DATASET RECORDS:
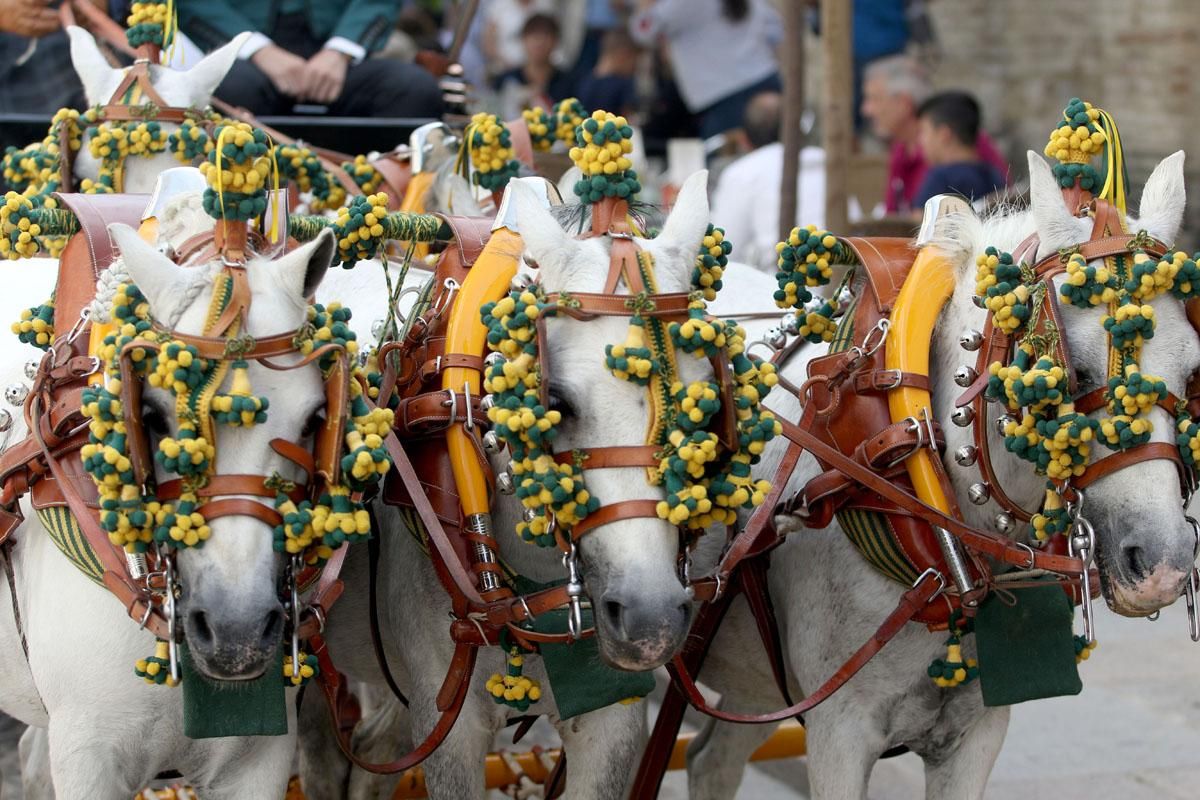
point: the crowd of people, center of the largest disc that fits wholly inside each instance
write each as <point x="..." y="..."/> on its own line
<point x="678" y="68"/>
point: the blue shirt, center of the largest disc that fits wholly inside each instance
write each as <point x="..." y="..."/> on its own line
<point x="971" y="179"/>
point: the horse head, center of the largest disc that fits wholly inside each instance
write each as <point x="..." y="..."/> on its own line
<point x="1145" y="545"/>
<point x="231" y="608"/>
<point x="192" y="89"/>
<point x="641" y="608"/>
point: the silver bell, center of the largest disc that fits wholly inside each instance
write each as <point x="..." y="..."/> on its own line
<point x="16" y="394"/>
<point x="971" y="341"/>
<point x="492" y="443"/>
<point x="966" y="456"/>
<point x="963" y="416"/>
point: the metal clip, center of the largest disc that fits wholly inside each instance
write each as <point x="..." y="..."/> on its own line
<point x="294" y="572"/>
<point x="574" y="593"/>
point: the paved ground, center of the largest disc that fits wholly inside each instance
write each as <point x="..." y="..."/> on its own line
<point x="1132" y="734"/>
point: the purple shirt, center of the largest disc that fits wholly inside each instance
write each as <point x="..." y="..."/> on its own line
<point x="907" y="168"/>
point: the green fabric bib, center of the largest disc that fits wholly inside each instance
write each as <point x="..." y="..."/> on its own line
<point x="581" y="681"/>
<point x="253" y="708"/>
<point x="1026" y="650"/>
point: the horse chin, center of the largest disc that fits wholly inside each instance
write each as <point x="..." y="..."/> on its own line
<point x="637" y="655"/>
<point x="1161" y="588"/>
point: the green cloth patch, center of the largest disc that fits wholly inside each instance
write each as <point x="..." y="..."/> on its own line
<point x="255" y="708"/>
<point x="1026" y="650"/>
<point x="581" y="681"/>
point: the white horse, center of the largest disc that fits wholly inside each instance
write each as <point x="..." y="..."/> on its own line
<point x="191" y="89"/>
<point x="641" y="608"/>
<point x="829" y="600"/>
<point x="108" y="733"/>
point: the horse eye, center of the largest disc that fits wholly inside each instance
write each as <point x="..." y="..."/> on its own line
<point x="556" y="402"/>
<point x="154" y="422"/>
<point x="313" y="423"/>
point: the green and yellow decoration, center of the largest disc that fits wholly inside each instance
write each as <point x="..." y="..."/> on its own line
<point x="805" y="262"/>
<point x="487" y="145"/>
<point x="603" y="143"/>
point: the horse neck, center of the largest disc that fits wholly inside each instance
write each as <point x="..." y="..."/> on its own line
<point x="1018" y="477"/>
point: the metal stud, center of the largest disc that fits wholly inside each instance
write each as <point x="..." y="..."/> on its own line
<point x="965" y="376"/>
<point x="1003" y="421"/>
<point x="979" y="493"/>
<point x="971" y="340"/>
<point x="16" y="394"/>
<point x="963" y="416"/>
<point x="966" y="456"/>
<point x="492" y="443"/>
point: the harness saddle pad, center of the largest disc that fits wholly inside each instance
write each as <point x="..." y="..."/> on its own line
<point x="1026" y="649"/>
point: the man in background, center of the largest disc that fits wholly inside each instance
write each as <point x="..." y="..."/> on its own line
<point x="307" y="52"/>
<point x="747" y="198"/>
<point x="893" y="90"/>
<point x="948" y="132"/>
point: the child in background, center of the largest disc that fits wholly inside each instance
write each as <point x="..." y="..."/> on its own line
<point x="538" y="82"/>
<point x="611" y="85"/>
<point x="948" y="131"/>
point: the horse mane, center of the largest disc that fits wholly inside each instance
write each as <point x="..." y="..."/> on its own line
<point x="964" y="235"/>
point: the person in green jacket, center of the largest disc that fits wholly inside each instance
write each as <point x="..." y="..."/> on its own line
<point x="312" y="52"/>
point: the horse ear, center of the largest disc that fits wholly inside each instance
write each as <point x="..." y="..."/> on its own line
<point x="99" y="79"/>
<point x="204" y="78"/>
<point x="301" y="270"/>
<point x="1057" y="227"/>
<point x="157" y="277"/>
<point x="1163" y="198"/>
<point x="541" y="234"/>
<point x="689" y="218"/>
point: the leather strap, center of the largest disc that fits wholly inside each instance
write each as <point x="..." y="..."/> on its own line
<point x="616" y="512"/>
<point x="985" y="542"/>
<point x="912" y="601"/>
<point x="612" y="457"/>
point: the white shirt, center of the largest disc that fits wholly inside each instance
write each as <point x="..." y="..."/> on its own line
<point x="712" y="56"/>
<point x="747" y="202"/>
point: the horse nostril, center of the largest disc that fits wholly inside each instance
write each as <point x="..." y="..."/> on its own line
<point x="1135" y="561"/>
<point x="274" y="627"/>
<point x="616" y="615"/>
<point x="198" y="626"/>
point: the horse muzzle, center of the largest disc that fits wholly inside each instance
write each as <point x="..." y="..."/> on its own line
<point x="233" y="644"/>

WHAT THE EXERCISE ASKS: Each line of the data is to be duplicated exactly; pictures stay out of the copy.

FULL ANSWER:
point: the crowd of people, center of the largest disc that fits wholly inside each instance
write each as <point x="..." y="..."/> on its own line
<point x="678" y="68"/>
point: the blue shirt, center of the largest disc that fits wholly inside each instance
write each as <point x="..." y="..."/> on its own line
<point x="971" y="179"/>
point: the horse head, center of the largest disc that fits wholly inside each instance
write each as <point x="..." y="..."/> on its own line
<point x="1145" y="545"/>
<point x="231" y="608"/>
<point x="192" y="89"/>
<point x="641" y="608"/>
point: the silver bell, center of the largest disc that fits wholly inside each instance
write each as <point x="..." y="..."/> on its own line
<point x="16" y="394"/>
<point x="971" y="341"/>
<point x="492" y="443"/>
<point x="966" y="456"/>
<point x="963" y="416"/>
point: the metal clip, center of the largest disc that fits wholly inside each instance
write each as <point x="..." y="..."/> on its own line
<point x="294" y="572"/>
<point x="574" y="593"/>
point: the paved ground, center of the largest disc that fits wholly inside each instance
write each as <point x="..." y="..."/> on its own line
<point x="1132" y="734"/>
point: the purple shirt, center of the largest disc that fits wholly inside each instance
write each as <point x="..." y="..."/> on its own line
<point x="907" y="168"/>
point: the green fabric bib, center of the largest disc that fits wholly inside each instance
write each as <point x="..." y="..."/> on its own line
<point x="581" y="681"/>
<point x="253" y="708"/>
<point x="1026" y="650"/>
point: the horse chin, center of the largest disc that fits wholly inside each instance
write each as <point x="..." y="..."/> on its own line
<point x="637" y="655"/>
<point x="1161" y="588"/>
point: the green cloth patch, center of the largest disc that fits wholly inside each instance
write each as <point x="..." y="..."/> on its own line
<point x="255" y="708"/>
<point x="1026" y="650"/>
<point x="581" y="681"/>
point: the white horse, center of the largest disc that fits wholly inside each instance
write each as <point x="..." y="..."/> on its own line
<point x="191" y="89"/>
<point x="641" y="608"/>
<point x="829" y="600"/>
<point x="108" y="733"/>
point: the horse eye, center of the largest disc that fits wholly inside each instance
write each as <point x="..." y="..."/> on its own line
<point x="556" y="402"/>
<point x="154" y="422"/>
<point x="313" y="423"/>
point: the green and yellow decoration, center of the largest disc that fits wholly inside each instance
write each as <point x="..." y="..."/> on its own line
<point x="805" y="262"/>
<point x="487" y="145"/>
<point x="603" y="143"/>
point: the horse neck, center of the largest disc that fits wholly inside each instance
write each as <point x="..." y="..."/> on its own line
<point x="1018" y="477"/>
point: the metal stud, center of the largest disc that fits wholly inside each instance
write each as <point x="..." y="..."/> on its own line
<point x="965" y="376"/>
<point x="1003" y="421"/>
<point x="979" y="493"/>
<point x="971" y="340"/>
<point x="16" y="394"/>
<point x="963" y="416"/>
<point x="966" y="456"/>
<point x="492" y="443"/>
point: the harness saddle pad, center of the largest disc that fits wholly inside each instance
write each as <point x="..." y="..."/> on its own line
<point x="1026" y="649"/>
point: the man in background, center of the largest disc that fits wholly inside each instance
write each as <point x="..." y="..."/> on its own line
<point x="307" y="52"/>
<point x="747" y="198"/>
<point x="893" y="90"/>
<point x="948" y="132"/>
point: the child in background, center of the largest disc that fits wholly inside each instance
write each as <point x="..." y="..."/> on its own line
<point x="538" y="82"/>
<point x="611" y="85"/>
<point x="948" y="131"/>
point: the horse mane, center of the largest disc that fits wholly inside each instance
write each as <point x="..." y="..."/> on its own line
<point x="964" y="235"/>
point: the person in green jacket, center of the largest disc that fits wholly inside each instance
write each as <point x="..." y="..."/> on its own line
<point x="312" y="52"/>
point: the horse ear, center of the largest disc that fits wholly inside each instance
write each as <point x="..." y="..."/> on its own line
<point x="99" y="79"/>
<point x="204" y="78"/>
<point x="301" y="270"/>
<point x="1057" y="227"/>
<point x="157" y="277"/>
<point x="1163" y="198"/>
<point x="541" y="234"/>
<point x="689" y="218"/>
point: the leather strap, center of the largest disc that fits wholly inside each instance
write each as <point x="..." y="..."/> on its own line
<point x="616" y="512"/>
<point x="985" y="542"/>
<point x="912" y="601"/>
<point x="612" y="457"/>
point: the white shirt, center of the largest disc that fits wholly inside each instance
write each as <point x="..." y="..."/> on its own line
<point x="712" y="56"/>
<point x="747" y="202"/>
point: the horse nostril, center of the largest disc that fits wholly inside each instance
write each as <point x="..." y="..."/> on its own line
<point x="1135" y="561"/>
<point x="274" y="627"/>
<point x="616" y="615"/>
<point x="198" y="626"/>
point: the horse muzzle, center of the largest disc that fits wholly inside each instance
write each as <point x="..." y="..."/> on its own line
<point x="233" y="644"/>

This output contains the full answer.